=== 提示された文章 ===

ヒトは将来を予測する認知能力を獲得して「不安」を自らつくり出してしまう。こうした「不安」が実は進化の背中を押していた。アフリカから世界中に移り住んだグレートジャーニーや狩猟採集生活から農耕生活への変化にも「不安」を巧みに使った戦略があった。【以下略】

というように『不安』の適応的意義が強調されていた。

 いま不安に苛まれ自分は異常な病気にかかっているのではないか悩んでいる人たちに対して「人間にとって不安を感じることが当たり前である」という上記のような考え方を示すことは大いに効果があるとは思うが、不安を感じることが人間の進化の過程で本当に役立ってきたのかについては、しっかりとした証拠に基づいて地道に理論を組み立てていく必要があるように思う。『チコちゃんに叱られる!』の感想の中でもたびたび指摘していることであるが、

●大昔の人間にとって役だった性質が「遺伝子に記憶されて」現代人の行動の原因になっている。

などという解釈は殆どが眉唾ものと言わざるを得ない。しかし大学教授とか医師とかいった肩書きを持つ人がまことしやかに語るとついつい納得してしまうことになるので注意が必要だ。

 さて、私自身が疑問に思っているのは、

●将来を予測する認知能力を獲得することと「不安」は別物ではないか?

という点である。例えば、
  • 将棋棋士は何十手も先の局面を頭に描きながら最善手を選ぶと言われているが、先の手を考えるたびに不安を感じているわけではない。

=== 提供データ ===

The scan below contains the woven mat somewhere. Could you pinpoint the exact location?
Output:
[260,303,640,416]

===
=== 提供データ ===

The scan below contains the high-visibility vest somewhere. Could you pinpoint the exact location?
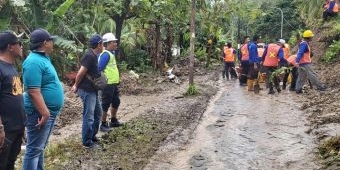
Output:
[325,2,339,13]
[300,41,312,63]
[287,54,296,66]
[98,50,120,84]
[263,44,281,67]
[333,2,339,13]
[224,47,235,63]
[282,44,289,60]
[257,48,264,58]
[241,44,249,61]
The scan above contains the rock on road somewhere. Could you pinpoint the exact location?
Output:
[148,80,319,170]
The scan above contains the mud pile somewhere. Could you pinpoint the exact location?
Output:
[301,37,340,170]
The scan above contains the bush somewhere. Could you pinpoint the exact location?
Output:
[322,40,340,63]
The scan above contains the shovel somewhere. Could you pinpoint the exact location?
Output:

===
=== 提供データ ===

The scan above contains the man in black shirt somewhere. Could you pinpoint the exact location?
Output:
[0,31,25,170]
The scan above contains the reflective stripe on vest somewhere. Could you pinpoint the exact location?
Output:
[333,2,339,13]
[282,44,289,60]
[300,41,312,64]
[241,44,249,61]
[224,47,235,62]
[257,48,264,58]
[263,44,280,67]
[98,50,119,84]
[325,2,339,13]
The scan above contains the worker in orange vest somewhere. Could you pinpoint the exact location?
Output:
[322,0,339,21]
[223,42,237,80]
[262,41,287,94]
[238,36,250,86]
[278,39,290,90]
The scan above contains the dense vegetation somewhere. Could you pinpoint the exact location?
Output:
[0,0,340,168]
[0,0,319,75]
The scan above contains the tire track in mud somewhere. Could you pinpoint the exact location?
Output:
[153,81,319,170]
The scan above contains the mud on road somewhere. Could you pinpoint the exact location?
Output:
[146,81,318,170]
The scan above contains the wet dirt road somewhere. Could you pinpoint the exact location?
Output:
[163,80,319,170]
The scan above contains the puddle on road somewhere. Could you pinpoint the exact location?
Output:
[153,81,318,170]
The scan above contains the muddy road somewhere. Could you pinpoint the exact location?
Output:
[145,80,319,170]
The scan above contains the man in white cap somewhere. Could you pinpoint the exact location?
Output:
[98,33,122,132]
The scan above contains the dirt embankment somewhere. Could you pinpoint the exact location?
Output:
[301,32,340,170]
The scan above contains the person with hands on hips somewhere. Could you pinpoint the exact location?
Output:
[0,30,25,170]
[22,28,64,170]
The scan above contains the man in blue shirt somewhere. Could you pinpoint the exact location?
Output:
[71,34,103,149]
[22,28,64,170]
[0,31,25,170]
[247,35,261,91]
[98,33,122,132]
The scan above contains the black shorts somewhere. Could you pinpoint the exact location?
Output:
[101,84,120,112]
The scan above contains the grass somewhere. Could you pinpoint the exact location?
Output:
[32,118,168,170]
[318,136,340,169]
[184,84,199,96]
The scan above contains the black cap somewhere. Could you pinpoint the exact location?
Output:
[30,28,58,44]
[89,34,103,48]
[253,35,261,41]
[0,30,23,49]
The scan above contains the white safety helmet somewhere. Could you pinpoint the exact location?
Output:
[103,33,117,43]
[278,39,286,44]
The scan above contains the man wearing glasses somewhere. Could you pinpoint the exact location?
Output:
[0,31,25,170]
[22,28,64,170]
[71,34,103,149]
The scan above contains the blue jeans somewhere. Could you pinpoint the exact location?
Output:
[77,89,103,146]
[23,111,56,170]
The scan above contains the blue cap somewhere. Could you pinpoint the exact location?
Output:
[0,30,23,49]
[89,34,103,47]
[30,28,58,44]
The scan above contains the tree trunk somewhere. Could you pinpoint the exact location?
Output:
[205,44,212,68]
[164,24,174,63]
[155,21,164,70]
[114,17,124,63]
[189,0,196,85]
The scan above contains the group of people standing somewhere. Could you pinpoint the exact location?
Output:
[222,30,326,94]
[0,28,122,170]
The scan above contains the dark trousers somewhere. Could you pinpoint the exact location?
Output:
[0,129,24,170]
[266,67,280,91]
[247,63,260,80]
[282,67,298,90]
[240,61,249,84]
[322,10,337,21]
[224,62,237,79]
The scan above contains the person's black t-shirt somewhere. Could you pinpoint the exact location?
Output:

===

課題の目的 => 不安と進化についての文章のうち、「ヒトは将来を予測する認知能力」から「ことになるので注意が必要だ。」までを一字一句変えずに引用してください。

回答 =>
ヒトは将来を予測する認知能力を獲得して「不安」を自らつくり出してしまう。こうした「不安」が実は進化の背中を押していた。アフリカから世界中に移り住んだグレートジャーニーや狩猟採集生活から農耕生活への変化にも「不安」を巧みに使った戦略があった。【以下略】

というように『不安』の適応的意義が強調されていた。

 いま不安に苛まれ自分は異常な病気にかかっているのではないか悩んでいる人たちに対して「人間にとって不安を感じることが当たり前である」という上記のような考え方を示すことは大いに効果があるとは思うが、不安を感じることが人間の進化の過程で本当に役立ってきたのかについては、しっかりとした証拠に基づいて地道に理論を組み立てていく必要があるように思う。『チコちゃんに叱られる!』の感想の中でもたびたび指摘していることであるが、

●大昔の人間にとって役だった性質が「遺伝子に記憶されて」現代人の行動の原因になっている。

などという解釈は殆どが眉唾ものと言わざるを得ない。しかし大学教授とか医師とかいった肩書きを持つ人がまことしやかに語るとついつい納得してしまうことになるので注意が必要だ。